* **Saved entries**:
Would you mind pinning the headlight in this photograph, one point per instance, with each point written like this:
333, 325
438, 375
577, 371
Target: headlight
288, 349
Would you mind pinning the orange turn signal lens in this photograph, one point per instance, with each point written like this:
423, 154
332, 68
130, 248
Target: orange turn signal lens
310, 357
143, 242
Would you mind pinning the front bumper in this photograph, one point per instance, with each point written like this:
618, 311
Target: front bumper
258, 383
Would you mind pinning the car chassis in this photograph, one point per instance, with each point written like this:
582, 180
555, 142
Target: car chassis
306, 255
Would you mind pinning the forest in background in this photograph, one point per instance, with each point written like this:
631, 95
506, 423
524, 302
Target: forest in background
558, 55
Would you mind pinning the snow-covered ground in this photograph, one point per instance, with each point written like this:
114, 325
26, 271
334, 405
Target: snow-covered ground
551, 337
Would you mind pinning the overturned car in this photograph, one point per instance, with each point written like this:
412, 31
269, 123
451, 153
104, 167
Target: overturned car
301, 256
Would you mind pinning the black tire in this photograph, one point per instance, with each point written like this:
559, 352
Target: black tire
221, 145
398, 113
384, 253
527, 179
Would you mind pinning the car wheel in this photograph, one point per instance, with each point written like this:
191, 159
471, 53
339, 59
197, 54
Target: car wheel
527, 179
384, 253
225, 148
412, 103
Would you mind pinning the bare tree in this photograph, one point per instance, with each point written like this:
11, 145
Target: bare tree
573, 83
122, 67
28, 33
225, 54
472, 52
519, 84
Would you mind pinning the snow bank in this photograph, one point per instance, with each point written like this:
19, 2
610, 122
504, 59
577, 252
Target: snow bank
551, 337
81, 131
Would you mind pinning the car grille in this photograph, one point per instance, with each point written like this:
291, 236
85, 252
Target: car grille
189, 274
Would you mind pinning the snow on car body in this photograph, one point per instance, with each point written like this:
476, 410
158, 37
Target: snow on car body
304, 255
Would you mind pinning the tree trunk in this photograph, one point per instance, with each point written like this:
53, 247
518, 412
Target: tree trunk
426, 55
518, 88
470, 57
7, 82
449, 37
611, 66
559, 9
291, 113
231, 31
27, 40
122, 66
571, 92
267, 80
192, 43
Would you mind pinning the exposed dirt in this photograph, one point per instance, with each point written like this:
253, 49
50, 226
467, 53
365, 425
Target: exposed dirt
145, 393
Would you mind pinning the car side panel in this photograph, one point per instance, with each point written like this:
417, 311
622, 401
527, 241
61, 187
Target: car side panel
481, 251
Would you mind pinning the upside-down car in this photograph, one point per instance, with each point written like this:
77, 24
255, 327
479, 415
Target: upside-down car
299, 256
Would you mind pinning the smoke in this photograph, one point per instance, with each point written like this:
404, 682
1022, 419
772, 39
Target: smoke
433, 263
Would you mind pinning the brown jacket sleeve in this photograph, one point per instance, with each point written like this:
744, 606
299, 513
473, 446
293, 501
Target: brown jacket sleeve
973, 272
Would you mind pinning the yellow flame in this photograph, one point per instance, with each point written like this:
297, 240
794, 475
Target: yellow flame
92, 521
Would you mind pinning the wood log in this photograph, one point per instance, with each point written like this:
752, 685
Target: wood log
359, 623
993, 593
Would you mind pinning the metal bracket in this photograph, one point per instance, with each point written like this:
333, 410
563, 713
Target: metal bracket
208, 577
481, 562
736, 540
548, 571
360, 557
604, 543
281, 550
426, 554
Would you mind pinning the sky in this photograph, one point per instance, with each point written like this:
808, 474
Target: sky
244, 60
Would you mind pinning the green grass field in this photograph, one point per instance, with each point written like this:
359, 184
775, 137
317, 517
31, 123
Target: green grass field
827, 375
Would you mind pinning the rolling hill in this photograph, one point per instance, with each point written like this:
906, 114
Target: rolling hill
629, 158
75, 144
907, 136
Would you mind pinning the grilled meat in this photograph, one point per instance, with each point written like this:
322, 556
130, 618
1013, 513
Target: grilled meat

* **About this exercise**:
Word for word, copy out the entries.

* **Exercise result**:
Would you mind pinning the headlight in this photograph, one point per instance, with each point written like this:
333, 325
438, 375
577, 371
Target: headlight
288, 349
Would you mind pinning the orange turn signal lens in this photograph, one point per instance, with each point written like this:
423, 154
332, 68
130, 248
Target: orange turn signal lens
310, 357
143, 242
Would you mind pinning the front bumper in this photograph, one point per instance, with each point written like this:
618, 311
Target: front bumper
258, 383
Would you mind pinning the car chassis in this photograph, one point per instance, with each point written like this:
582, 180
555, 142
Target: car chassis
306, 255
Would you mind pinning the forest in background in this photograph, one point per instance, with each point written like this:
631, 95
506, 423
524, 302
Target: forest in background
558, 55
Would you mind pinning the snow-covered ground in this photograph, one point per instance, with each point written like this:
114, 325
26, 271
334, 405
Target: snow-covered ground
551, 337
Would you mind pinning the overturned car in this photograph, one point per instance, with each point written like this:
412, 31
269, 123
451, 153
104, 167
Target: overturned car
301, 256
Would you mind pinning the black tire in this photograph, one point per instance, with each point written like this:
559, 352
Target: black tire
221, 145
398, 113
384, 253
527, 179
Would you mind pinning the car wheel in this photograph, one point per instance, with each point written like this:
191, 159
471, 53
339, 59
197, 54
Target: car wheel
527, 179
384, 253
225, 148
412, 103
Would you mind pinning the bare tree in this photograph, one point per instance, with each point written like this:
11, 145
Target: bare tree
573, 83
122, 67
28, 33
225, 54
472, 52
519, 84
Would you mind pinning the snow bank in this photograph, one point per instance, with each point written like this:
19, 2
610, 122
504, 59
577, 252
Target: snow bank
551, 337
81, 131
Would you mind pinning the car grille in this photograph, one point per instance, with each point written like this:
291, 236
85, 252
Target: car grille
189, 274
Would you mind pinning the snow on car body in this photograph, one point per instance, with each point written like this:
476, 410
158, 37
Target: snow on car body
304, 255
Would you mind pinning the tree trunk in this photograph, one point per instance, with each point written like this:
53, 247
518, 412
Target: tree trunk
426, 55
518, 88
470, 57
7, 82
449, 37
611, 66
559, 9
291, 113
231, 31
27, 40
122, 66
571, 92
267, 80
192, 43
Would you mind pinning the exposed dirt in this photograph, one point per instance, with each point written like this:
253, 49
50, 226
467, 53
365, 425
Target: exposed dirt
145, 393
Would you mind pinning the car side panel in this photograph, one point per instance, with each point written like this:
417, 311
622, 401
527, 241
61, 187
Target: car side panel
481, 251
Would you mind pinning the upside-down car in this photograph, one point per instance, with each point written like this:
77, 24
255, 327
479, 415
Target: upside-down car
299, 256
Would you mind pinning the smoke in this photograph, one point per instance, with each point written like this:
404, 682
1022, 419
772, 39
Target: smoke
433, 263
Would you mind pinning the brown jacket sleeve in this photograph, one point per instance, with each point written like this:
744, 606
299, 513
473, 446
293, 501
Target: brown jacket sleeve
973, 272
Would you mind pinning the yellow flame in this photograph, one point per instance, with each point written like this:
297, 240
794, 475
Target: yellow flame
92, 521
Would you mind pinning the wood log in this photograph, one point per instance, with each point written like this:
752, 685
Target: wood log
359, 623
993, 593
Would you mind pinning the metal bracket in this photograph, one point per instance, with each point written like this:
333, 410
563, 713
Target: metal bracket
208, 577
481, 562
736, 540
548, 571
360, 557
604, 543
281, 550
426, 554
Would you mind pinning the sky in this photograph, one point per instance, with each point written like this:
808, 474
Target: sky
244, 60
Would you mind pinning the green grass field in this photograph, one point per instance, with each point written like this:
359, 184
775, 137
317, 517
31, 123
Target: green grass field
827, 375
Would you mind pinning the rolling hill in this photograph, one point per instance, with each point written like this:
906, 114
Target: rolling hill
629, 158
75, 144
907, 136
Would you mind pinning the grilled meat in this photograph, one point per instance, with each point written like this:
322, 556
130, 618
1013, 513
Target: grilled meat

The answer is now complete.